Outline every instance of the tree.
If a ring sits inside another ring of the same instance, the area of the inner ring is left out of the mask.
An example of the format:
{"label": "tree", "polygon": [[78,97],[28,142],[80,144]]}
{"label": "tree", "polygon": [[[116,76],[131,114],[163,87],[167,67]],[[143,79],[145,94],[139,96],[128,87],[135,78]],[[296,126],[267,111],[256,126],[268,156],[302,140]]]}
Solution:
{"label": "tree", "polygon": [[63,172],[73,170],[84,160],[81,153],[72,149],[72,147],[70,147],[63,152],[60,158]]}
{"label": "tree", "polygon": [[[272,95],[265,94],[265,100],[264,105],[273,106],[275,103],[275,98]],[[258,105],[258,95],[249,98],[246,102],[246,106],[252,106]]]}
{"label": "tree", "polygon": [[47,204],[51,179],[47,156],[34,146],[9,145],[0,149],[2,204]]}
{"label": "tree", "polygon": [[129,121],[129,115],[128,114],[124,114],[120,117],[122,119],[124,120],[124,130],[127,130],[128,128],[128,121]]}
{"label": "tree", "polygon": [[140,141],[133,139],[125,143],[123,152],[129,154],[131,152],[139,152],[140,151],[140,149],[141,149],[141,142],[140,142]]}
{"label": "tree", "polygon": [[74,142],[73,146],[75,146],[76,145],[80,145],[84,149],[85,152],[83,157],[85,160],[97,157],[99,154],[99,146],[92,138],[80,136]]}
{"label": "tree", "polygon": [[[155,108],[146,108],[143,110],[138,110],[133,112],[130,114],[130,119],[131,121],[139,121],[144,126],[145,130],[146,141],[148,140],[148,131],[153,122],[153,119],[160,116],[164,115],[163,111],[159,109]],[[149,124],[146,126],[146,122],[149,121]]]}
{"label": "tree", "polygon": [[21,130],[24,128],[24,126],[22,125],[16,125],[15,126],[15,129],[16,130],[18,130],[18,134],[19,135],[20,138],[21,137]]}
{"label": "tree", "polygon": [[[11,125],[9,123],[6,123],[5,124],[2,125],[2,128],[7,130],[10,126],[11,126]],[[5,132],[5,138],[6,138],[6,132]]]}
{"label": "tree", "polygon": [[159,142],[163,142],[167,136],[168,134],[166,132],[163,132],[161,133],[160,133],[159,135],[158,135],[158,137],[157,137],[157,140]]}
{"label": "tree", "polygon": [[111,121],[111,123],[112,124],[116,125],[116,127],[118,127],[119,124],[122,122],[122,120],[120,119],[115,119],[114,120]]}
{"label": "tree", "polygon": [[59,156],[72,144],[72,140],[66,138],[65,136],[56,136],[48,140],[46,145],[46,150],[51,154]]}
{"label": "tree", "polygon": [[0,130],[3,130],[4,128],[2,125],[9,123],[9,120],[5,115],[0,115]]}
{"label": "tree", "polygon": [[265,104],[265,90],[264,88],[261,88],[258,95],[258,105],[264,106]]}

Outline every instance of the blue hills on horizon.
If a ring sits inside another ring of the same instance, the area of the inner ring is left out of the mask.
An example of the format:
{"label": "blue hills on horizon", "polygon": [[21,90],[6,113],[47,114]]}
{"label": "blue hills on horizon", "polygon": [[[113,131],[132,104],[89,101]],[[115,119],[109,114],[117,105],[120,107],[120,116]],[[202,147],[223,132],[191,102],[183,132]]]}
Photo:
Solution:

____________________

▶ [Task details] Exact copies of all the records are required.

▶ [The reply]
Outline every instance of the tree.
If a ring sits inside another ring of the same instance, the area of the inner ring is left out of the mask.
An example of the format:
{"label": "tree", "polygon": [[78,97],[28,142],[80,144]]}
{"label": "tree", "polygon": [[[116,76],[131,114],[163,87],[167,67]],[[143,79],[145,94],[139,96],[128,87],[135,78]],[[296,126],[267,111],[256,126],[268,156],[302,140]]]}
Solution:
{"label": "tree", "polygon": [[63,172],[73,170],[84,160],[81,153],[72,149],[72,147],[70,147],[63,152],[60,158]]}
{"label": "tree", "polygon": [[[272,95],[265,94],[265,100],[264,105],[273,106],[275,103],[275,98]],[[258,105],[258,95],[249,98],[246,102],[246,106],[252,106]]]}
{"label": "tree", "polygon": [[47,204],[51,179],[47,156],[34,146],[9,145],[0,149],[2,204]]}
{"label": "tree", "polygon": [[129,121],[129,115],[128,114],[124,114],[120,117],[122,119],[124,120],[124,130],[127,130],[128,128],[128,121]]}
{"label": "tree", "polygon": [[140,141],[133,139],[125,143],[123,152],[129,154],[131,152],[139,152],[140,151],[140,149],[141,149],[141,142],[140,142]]}
{"label": "tree", "polygon": [[74,142],[73,146],[75,146],[76,145],[80,145],[84,149],[85,152],[83,157],[85,160],[97,157],[99,154],[99,146],[92,138],[80,136]]}
{"label": "tree", "polygon": [[[155,108],[146,108],[143,110],[138,110],[133,112],[130,114],[130,119],[131,121],[139,121],[144,126],[145,130],[146,141],[148,140],[148,131],[153,122],[153,119],[160,116],[164,115],[163,111],[159,109]],[[149,124],[146,126],[146,122],[149,121]]]}
{"label": "tree", "polygon": [[21,130],[24,128],[24,126],[22,125],[16,125],[15,126],[15,129],[16,130],[18,130],[18,134],[19,135],[20,138],[21,137]]}
{"label": "tree", "polygon": [[[11,125],[9,123],[6,123],[5,124],[2,125],[2,128],[7,130],[10,126],[11,126]],[[5,132],[5,138],[6,138],[6,132]]]}
{"label": "tree", "polygon": [[159,142],[163,142],[167,136],[168,134],[166,132],[163,132],[161,133],[160,133],[159,135],[158,135],[158,137],[157,137],[157,140]]}
{"label": "tree", "polygon": [[111,121],[111,123],[112,124],[116,125],[116,127],[118,127],[119,124],[122,122],[122,120],[120,119],[115,119],[114,120]]}
{"label": "tree", "polygon": [[59,156],[72,144],[72,140],[66,138],[65,136],[56,136],[48,140],[46,145],[46,150],[51,154]]}
{"label": "tree", "polygon": [[0,130],[3,130],[4,128],[2,125],[9,123],[9,120],[5,115],[0,115]]}
{"label": "tree", "polygon": [[265,104],[265,90],[264,88],[261,88],[258,95],[258,105],[264,106]]}

Outline every instance of the blue hills on horizon.
If a ring sits inside another ring of the same instance, the area of the inner ring is left out of the mask.
An example of the format:
{"label": "blue hills on horizon", "polygon": [[21,90],[6,113],[47,114]]}
{"label": "blue hills on horizon", "polygon": [[[113,131],[132,104],[89,101]],[[115,119],[109,114],[117,105],[120,107],[120,116]],[[202,147],[223,132],[191,102],[183,132]]]}
Photo:
Solution:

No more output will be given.